* _Exercício curto A_
Copie do texto sobre os tremores de terra no Brasil o trecho que vai de "Abençoado - Esses" até "é bem assim.".

* _Seção de texto_
Arte de Leandro Rodrigues publicada com a matéria
Pesquisadores acabam de mapear o Brasil, identificando 48 zonas geologicamente
instáveis, uma delas aqui na Baixada Santista
Vivemos sobre um planeta em constante movimentação. A
crosta terrestre, o chão em que pisamos, não é nem de longe algo firme e imutável como muitos pensam. Vivemos, na verdade, sobre um enorme
quebra-cabeças, nas quais as peças são partes do solo que se atritam constantemente.
Segundo os mais recentes cálculos, estima-se que a Terra seja sacudida diariamente por
vários tremores causados por esse atrito. A grande maioria até passa despercebida, mas alguns são capazes de produzir dezenas de milhares de
vítimas.
Abençoado - Esses tremores são resultado de uma série de fatores que,
conjugados, dão origem aos temidos terremotos. O Brasil, como muitos se acostumaram a dizer, sempre foi considerado um lugar abençoado, onde esses
fenômenos, mesmo os mais imperceptíveis, raramente acontecem. Mas não é bem assim.

* _Registros do conjunto de dados de segmentação_
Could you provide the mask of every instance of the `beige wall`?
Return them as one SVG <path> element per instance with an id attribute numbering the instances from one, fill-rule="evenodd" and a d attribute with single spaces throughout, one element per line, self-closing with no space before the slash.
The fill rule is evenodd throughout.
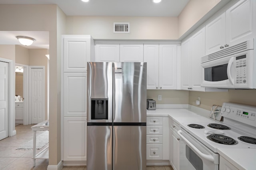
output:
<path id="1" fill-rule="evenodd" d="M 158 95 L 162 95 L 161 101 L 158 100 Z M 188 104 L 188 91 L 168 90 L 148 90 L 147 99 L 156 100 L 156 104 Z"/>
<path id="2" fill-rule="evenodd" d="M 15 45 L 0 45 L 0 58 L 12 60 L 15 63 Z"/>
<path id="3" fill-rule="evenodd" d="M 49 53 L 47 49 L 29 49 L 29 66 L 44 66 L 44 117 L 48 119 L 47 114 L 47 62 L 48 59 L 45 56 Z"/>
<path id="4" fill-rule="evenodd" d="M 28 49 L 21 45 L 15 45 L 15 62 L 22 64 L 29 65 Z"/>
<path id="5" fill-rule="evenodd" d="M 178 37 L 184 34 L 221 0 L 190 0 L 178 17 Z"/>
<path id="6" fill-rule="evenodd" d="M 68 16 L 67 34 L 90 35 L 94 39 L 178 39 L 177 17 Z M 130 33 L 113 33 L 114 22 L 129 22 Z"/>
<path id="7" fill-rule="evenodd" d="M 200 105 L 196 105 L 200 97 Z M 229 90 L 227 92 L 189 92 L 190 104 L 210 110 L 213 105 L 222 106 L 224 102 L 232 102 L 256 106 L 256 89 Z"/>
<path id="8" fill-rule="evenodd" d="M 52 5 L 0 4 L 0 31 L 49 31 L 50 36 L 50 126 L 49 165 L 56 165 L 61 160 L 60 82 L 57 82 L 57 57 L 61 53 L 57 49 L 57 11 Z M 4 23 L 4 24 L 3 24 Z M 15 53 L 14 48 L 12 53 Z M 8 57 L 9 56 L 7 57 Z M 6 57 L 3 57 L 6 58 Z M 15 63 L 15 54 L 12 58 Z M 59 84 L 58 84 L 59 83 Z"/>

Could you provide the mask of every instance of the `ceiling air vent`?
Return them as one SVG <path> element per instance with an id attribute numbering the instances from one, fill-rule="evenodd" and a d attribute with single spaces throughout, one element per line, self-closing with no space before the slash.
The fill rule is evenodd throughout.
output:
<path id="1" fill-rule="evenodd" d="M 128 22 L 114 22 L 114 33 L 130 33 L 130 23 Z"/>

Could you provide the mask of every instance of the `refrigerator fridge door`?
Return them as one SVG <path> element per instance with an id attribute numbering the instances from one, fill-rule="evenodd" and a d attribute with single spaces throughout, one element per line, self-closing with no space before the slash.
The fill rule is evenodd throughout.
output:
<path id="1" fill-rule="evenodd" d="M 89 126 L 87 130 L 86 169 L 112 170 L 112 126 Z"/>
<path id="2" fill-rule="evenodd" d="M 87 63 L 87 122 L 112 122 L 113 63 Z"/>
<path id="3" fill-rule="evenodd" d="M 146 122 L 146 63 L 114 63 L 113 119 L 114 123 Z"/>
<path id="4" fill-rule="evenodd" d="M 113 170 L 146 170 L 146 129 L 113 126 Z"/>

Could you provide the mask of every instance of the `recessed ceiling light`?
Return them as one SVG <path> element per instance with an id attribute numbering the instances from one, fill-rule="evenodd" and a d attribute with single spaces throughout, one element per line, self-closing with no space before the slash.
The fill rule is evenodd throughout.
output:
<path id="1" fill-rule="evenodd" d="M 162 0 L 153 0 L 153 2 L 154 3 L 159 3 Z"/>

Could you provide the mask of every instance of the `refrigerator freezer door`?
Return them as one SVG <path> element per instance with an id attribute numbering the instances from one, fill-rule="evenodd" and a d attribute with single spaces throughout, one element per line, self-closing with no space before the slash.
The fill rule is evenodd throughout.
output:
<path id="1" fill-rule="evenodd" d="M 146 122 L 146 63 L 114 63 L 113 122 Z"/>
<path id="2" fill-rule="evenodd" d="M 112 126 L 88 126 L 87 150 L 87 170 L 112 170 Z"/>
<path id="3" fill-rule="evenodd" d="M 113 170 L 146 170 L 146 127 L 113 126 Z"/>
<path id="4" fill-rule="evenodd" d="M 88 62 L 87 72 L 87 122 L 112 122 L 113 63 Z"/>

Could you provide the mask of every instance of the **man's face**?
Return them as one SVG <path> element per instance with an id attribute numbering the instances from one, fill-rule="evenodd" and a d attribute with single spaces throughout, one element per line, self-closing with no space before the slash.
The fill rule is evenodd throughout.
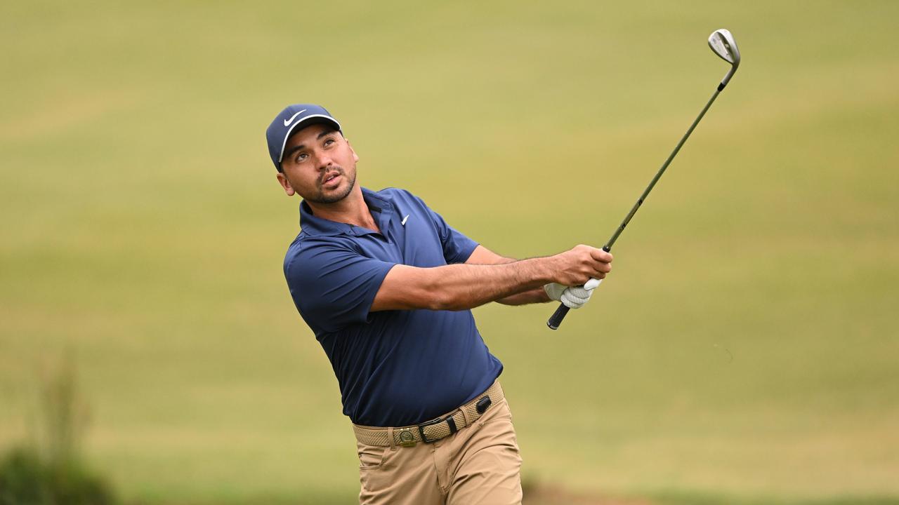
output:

* _Exercício curto B_
Transforme em uma lista JSON de strings, uma por linha e sem as linhas em branco, o trecho dos registros que vai do início deles até a linha que contém "36 L 50 126", inclusive. Deixe as imagens fora da resposta.

* _Resposta completa A_
Abençoado - Esses tremores são resultado de uma série de fatores que,
conjugados, dão origem aos temidos terremotos. O Brasil, como muitos se acostumaram a dizer, sempre foi considerado um lugar abençoado, onde esses
fenômenos, mesmo os mais imperceptíveis, raramente acontecem. Mas não é bem assim.

* _Resposta completa B_
[
  "Could you provide the mask of every instance of the `beige wall`?",
  "Return them as one SVG <path> element per instance with an id attribute numbering the instances from one, fill-rule=\"evenodd\" and a d attribute with single spaces throughout, one element per line, self-closing with no space before the slash.",
  "The fill rule is evenodd throughout.",
  "output:",
  "<path id=\"1\" fill-rule=\"evenodd\" d=\"M 158 95 L 162 95 L 161 101 L 158 100 Z M 188 104 L 188 91 L 168 90 L 148 90 L 147 99 L 156 100 L 156 104 Z\"/>",
  "<path id=\"2\" fill-rule=\"evenodd\" d=\"M 15 45 L 0 45 L 0 58 L 12 60 L 15 63 Z\"/>",
  "<path id=\"3\" fill-rule=\"evenodd\" d=\"M 49 53 L 47 49 L 29 49 L 29 66 L 44 66 L 44 117 L 48 119 L 47 114 L 47 62 L 48 59 L 45 56 Z\"/>",
  "<path id=\"4\" fill-rule=\"evenodd\" d=\"M 28 49 L 21 45 L 15 45 L 15 62 L 22 64 L 29 65 Z\"/>",
  "<path id=\"5\" fill-rule=\"evenodd\" d=\"M 178 37 L 184 34 L 221 0 L 190 0 L 178 17 Z\"/>",
  "<path id=\"6\" fill-rule=\"evenodd\" d=\"M 68 16 L 67 34 L 90 35 L 94 39 L 178 39 L 177 17 Z M 130 33 L 113 33 L 114 22 L 129 22 Z\"/>",
  "<path id=\"7\" fill-rule=\"evenodd\" d=\"M 200 105 L 196 105 L 200 97 Z M 229 90 L 227 92 L 189 92 L 190 104 L 210 110 L 213 105 L 222 106 L 224 102 L 232 102 L 256 106 L 256 89 Z\"/>",
  "<path id=\"8\" fill-rule=\"evenodd\" d=\"M 52 5 L 0 4 L 0 31 L 49 31 L 50 36 L 50 126 L 49 165 L 56 165 L 61 160 L 60 82 L 57 82 L 57 57 L 61 53 L 57 49 L 57 11 Z M 4 23 L 4 24 L 3 24 Z M 15 53 L 14 48 L 12 53 Z M 8 57 L 9 56 L 7 57 Z M 6 57 L 3 57 L 6 58 Z M 15 63 L 15 54 L 12 58 Z M 59 84 L 58 84 L 59 83 Z\"/>"
]